Scan the records below for the string "warehouse" and return every line where it appears.

═════ Provided data

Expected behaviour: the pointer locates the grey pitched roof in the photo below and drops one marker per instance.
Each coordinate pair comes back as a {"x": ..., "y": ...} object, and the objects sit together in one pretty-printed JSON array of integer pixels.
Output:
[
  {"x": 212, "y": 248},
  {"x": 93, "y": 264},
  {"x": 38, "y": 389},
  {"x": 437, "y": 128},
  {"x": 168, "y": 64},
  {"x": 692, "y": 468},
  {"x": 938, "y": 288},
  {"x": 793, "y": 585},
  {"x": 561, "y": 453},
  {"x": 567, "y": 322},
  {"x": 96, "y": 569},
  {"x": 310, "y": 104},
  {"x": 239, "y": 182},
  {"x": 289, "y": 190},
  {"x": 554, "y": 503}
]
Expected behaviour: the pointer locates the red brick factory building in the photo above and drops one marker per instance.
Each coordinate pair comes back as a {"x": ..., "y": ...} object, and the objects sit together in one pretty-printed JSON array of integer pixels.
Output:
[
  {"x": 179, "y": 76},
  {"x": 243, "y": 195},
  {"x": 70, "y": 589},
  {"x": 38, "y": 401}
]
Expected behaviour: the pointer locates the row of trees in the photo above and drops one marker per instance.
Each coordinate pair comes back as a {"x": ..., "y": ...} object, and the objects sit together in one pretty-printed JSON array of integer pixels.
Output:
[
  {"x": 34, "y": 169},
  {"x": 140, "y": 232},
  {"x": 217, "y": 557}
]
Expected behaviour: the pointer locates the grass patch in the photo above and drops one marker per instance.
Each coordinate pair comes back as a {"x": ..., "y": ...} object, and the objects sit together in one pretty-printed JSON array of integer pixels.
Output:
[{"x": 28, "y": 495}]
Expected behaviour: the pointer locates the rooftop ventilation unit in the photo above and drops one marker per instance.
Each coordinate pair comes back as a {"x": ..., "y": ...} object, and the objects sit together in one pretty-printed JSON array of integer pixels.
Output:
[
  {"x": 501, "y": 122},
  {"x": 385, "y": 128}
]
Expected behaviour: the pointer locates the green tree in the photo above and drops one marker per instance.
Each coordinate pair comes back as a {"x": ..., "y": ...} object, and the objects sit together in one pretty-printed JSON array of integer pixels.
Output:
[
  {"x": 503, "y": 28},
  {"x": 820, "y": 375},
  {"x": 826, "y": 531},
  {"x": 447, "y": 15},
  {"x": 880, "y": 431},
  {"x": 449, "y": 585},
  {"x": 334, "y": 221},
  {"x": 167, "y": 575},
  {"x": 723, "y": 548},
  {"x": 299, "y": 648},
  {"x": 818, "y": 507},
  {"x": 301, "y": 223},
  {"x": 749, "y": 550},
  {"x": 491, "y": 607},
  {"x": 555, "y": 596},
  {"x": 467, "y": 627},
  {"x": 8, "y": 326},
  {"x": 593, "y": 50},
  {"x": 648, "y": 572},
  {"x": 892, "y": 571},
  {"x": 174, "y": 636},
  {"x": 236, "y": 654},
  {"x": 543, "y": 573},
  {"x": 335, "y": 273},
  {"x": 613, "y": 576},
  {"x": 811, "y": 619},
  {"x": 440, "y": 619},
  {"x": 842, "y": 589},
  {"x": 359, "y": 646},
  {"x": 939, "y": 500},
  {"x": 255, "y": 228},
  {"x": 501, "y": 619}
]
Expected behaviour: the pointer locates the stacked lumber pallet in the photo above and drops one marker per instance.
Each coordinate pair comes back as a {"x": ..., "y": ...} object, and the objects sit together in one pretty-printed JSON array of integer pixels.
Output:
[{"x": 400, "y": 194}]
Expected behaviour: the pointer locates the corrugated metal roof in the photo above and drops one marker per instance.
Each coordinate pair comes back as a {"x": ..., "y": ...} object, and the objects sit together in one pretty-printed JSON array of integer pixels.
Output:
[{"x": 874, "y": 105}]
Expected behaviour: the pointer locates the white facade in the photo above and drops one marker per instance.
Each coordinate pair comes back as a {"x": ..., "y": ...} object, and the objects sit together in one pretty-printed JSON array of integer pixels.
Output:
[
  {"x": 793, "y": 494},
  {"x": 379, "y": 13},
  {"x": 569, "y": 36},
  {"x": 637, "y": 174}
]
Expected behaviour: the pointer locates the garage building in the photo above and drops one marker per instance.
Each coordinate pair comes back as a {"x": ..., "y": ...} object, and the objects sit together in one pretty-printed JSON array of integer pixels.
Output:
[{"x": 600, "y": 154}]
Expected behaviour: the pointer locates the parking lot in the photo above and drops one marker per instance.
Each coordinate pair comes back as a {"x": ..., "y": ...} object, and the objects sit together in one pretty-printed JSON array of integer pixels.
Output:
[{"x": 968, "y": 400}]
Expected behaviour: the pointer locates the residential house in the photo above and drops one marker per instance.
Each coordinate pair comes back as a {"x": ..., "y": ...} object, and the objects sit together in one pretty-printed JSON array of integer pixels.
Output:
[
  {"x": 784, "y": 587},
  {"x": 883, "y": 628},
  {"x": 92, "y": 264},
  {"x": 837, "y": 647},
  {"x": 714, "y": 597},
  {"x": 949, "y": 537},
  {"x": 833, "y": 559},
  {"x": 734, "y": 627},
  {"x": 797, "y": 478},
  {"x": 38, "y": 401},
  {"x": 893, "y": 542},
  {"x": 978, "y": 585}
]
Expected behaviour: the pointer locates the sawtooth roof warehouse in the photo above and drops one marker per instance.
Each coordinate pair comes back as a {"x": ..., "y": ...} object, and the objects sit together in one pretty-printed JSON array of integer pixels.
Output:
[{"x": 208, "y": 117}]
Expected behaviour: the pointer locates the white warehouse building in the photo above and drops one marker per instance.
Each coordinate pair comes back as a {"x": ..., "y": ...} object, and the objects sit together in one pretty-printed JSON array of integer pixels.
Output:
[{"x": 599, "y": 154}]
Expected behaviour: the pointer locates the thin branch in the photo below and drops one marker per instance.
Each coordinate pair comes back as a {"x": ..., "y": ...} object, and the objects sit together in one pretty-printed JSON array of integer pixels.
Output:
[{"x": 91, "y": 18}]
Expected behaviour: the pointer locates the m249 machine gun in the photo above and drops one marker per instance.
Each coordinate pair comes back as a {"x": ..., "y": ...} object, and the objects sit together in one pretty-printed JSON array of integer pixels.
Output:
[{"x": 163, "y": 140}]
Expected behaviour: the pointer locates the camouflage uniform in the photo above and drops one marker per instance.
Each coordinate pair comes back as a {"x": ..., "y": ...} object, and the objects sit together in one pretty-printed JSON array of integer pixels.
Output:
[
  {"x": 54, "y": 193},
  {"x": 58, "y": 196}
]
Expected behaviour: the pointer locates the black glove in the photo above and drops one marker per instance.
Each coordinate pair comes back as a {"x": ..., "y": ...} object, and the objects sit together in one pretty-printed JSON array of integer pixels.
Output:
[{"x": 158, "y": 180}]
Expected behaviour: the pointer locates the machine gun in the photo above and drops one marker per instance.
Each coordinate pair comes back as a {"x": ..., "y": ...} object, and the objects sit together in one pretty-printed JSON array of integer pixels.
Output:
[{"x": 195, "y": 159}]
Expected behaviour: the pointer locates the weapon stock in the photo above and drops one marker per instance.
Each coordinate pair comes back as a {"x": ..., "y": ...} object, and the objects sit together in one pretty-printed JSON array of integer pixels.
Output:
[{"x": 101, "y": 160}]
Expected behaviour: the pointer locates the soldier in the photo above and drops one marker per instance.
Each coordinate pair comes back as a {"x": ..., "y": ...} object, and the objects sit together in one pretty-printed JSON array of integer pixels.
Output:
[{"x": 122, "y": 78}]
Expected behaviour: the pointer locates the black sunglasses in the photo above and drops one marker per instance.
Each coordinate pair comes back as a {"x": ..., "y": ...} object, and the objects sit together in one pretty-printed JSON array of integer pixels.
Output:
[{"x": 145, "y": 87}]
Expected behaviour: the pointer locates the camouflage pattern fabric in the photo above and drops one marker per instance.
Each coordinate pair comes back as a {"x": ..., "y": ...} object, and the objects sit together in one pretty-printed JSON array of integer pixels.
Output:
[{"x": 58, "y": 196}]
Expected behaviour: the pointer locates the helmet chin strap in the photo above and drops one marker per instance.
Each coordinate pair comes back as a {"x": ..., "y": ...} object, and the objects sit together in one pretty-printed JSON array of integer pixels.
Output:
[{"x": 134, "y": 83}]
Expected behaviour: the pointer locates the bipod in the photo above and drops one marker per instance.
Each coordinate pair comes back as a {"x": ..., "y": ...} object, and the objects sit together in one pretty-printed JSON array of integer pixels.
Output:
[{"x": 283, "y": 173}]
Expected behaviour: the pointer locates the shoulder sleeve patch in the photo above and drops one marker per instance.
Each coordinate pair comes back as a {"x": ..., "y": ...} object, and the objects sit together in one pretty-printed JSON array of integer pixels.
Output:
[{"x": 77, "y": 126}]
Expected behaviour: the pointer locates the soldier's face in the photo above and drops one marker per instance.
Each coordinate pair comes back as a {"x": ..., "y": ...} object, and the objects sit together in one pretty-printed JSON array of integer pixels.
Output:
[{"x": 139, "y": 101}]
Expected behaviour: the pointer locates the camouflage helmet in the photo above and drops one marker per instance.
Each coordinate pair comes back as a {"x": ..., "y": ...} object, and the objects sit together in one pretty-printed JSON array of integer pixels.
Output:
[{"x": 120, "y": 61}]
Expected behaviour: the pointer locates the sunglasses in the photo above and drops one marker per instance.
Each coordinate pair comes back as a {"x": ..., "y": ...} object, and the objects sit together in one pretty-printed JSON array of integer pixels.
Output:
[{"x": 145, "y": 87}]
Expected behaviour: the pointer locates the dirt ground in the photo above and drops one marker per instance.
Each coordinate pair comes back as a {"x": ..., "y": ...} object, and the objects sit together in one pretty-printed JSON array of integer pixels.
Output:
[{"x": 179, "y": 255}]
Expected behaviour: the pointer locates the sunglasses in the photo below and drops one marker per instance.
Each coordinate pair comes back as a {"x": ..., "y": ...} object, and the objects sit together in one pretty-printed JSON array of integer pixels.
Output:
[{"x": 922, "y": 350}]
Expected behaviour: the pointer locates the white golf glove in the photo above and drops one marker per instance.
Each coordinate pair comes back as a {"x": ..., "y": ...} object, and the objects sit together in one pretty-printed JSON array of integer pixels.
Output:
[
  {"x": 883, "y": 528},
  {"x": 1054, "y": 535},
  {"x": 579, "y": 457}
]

══════════

**Result below:**
Expected behaviour: the pointer locates the sawtooth roof warehouse in the photo above and drops one marker per instance.
Expected behaviour: the pointer locates the white warehouse building in the photo above and drops one marker per instance.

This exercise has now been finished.